* _EXTRACTED RECORDS_
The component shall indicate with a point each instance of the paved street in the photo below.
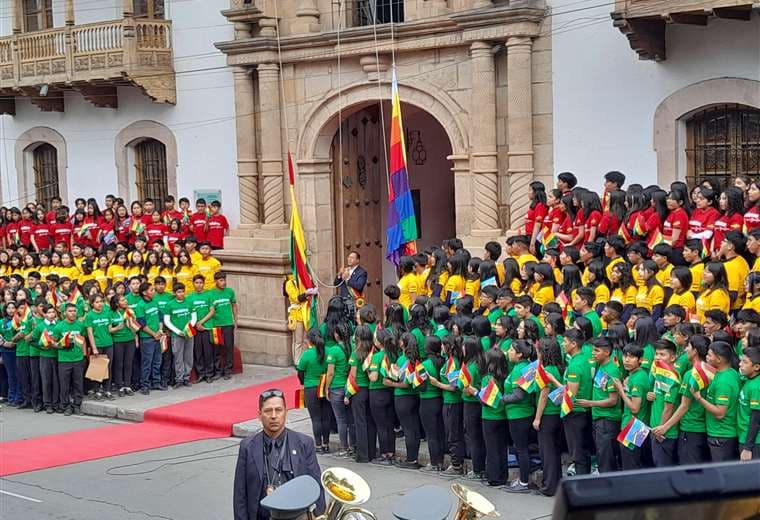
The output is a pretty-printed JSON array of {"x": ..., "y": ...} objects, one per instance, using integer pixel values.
[{"x": 187, "y": 482}]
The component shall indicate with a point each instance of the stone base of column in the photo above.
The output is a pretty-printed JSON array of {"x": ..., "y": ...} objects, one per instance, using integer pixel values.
[{"x": 257, "y": 275}]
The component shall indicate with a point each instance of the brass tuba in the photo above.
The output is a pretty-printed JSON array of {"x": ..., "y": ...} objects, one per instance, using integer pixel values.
[
  {"x": 347, "y": 491},
  {"x": 472, "y": 505}
]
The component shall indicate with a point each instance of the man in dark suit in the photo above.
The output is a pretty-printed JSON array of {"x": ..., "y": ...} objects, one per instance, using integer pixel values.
[
  {"x": 270, "y": 458},
  {"x": 352, "y": 278}
]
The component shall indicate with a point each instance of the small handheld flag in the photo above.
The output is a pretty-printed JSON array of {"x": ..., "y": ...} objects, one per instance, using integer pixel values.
[
  {"x": 490, "y": 394},
  {"x": 633, "y": 434}
]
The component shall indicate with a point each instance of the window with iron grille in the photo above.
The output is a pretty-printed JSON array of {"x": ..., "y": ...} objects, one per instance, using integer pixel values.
[
  {"x": 150, "y": 169},
  {"x": 45, "y": 160},
  {"x": 370, "y": 12},
  {"x": 38, "y": 15},
  {"x": 722, "y": 142}
]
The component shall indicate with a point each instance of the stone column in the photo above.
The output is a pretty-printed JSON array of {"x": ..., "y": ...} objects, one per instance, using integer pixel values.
[
  {"x": 248, "y": 168},
  {"x": 483, "y": 141},
  {"x": 520, "y": 127},
  {"x": 271, "y": 143}
]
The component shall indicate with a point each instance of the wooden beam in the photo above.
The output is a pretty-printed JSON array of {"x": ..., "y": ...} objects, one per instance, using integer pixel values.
[
  {"x": 686, "y": 18},
  {"x": 100, "y": 96}
]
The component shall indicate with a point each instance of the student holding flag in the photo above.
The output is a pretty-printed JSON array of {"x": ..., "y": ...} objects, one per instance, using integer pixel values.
[
  {"x": 180, "y": 318},
  {"x": 312, "y": 369}
]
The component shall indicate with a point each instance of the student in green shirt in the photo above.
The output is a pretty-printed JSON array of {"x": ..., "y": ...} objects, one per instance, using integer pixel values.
[
  {"x": 520, "y": 410},
  {"x": 180, "y": 319},
  {"x": 494, "y": 419},
  {"x": 406, "y": 399},
  {"x": 546, "y": 421},
  {"x": 748, "y": 415},
  {"x": 97, "y": 322},
  {"x": 204, "y": 311},
  {"x": 222, "y": 298},
  {"x": 473, "y": 361},
  {"x": 150, "y": 336},
  {"x": 123, "y": 330},
  {"x": 312, "y": 369},
  {"x": 633, "y": 392},
  {"x": 69, "y": 332},
  {"x": 431, "y": 403},
  {"x": 605, "y": 406},
  {"x": 721, "y": 403},
  {"x": 366, "y": 430},
  {"x": 690, "y": 415},
  {"x": 578, "y": 380}
]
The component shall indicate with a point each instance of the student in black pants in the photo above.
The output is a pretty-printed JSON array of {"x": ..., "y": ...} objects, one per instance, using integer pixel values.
[
  {"x": 547, "y": 420},
  {"x": 381, "y": 402},
  {"x": 407, "y": 400},
  {"x": 473, "y": 363},
  {"x": 431, "y": 405},
  {"x": 366, "y": 430}
]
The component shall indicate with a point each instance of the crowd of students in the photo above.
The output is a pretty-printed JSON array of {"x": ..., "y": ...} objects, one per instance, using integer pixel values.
[
  {"x": 139, "y": 286},
  {"x": 639, "y": 304}
]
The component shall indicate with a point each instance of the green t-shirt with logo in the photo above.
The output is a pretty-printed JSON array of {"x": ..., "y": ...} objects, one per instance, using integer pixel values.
[
  {"x": 222, "y": 301},
  {"x": 74, "y": 352},
  {"x": 723, "y": 391},
  {"x": 636, "y": 385},
  {"x": 337, "y": 356},
  {"x": 749, "y": 400},
  {"x": 99, "y": 322},
  {"x": 693, "y": 421},
  {"x": 602, "y": 388},
  {"x": 313, "y": 370},
  {"x": 491, "y": 413}
]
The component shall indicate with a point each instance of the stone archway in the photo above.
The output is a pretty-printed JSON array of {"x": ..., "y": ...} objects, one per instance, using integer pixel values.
[
  {"x": 25, "y": 145},
  {"x": 672, "y": 113},
  {"x": 124, "y": 154},
  {"x": 314, "y": 145}
]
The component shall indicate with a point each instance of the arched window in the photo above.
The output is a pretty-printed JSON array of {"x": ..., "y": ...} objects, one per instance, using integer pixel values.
[
  {"x": 45, "y": 165},
  {"x": 150, "y": 169},
  {"x": 723, "y": 141}
]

* _YOUR GOAL_
From the entries above, copy every line that holds the word "shirt".

* _TASK ANSWER_
The component shall indicate with a point each instance of the student in green shirt in the photo above.
The component shall indicate with a point each instance of the green t-shirt with logo in the photo above.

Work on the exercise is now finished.